> **Supplied information**
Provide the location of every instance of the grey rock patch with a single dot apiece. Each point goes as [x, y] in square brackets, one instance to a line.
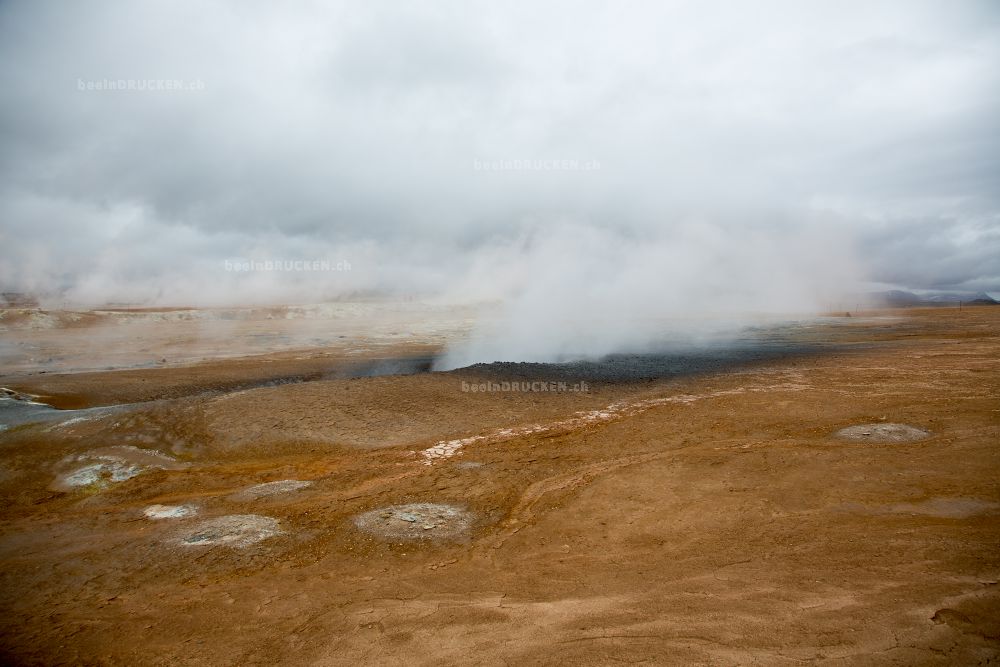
[416, 521]
[882, 433]
[270, 489]
[946, 508]
[234, 530]
[110, 465]
[170, 511]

> **About this exercise**
Restate the listing word for word, pictures omitted.

> **Written answer**
Provide the location of every instance of the grey rock patch with a single dot apiece. Each point goes as [x, y] in square brackets, one instance to a line.
[416, 521]
[882, 433]
[270, 489]
[946, 508]
[234, 530]
[110, 465]
[170, 511]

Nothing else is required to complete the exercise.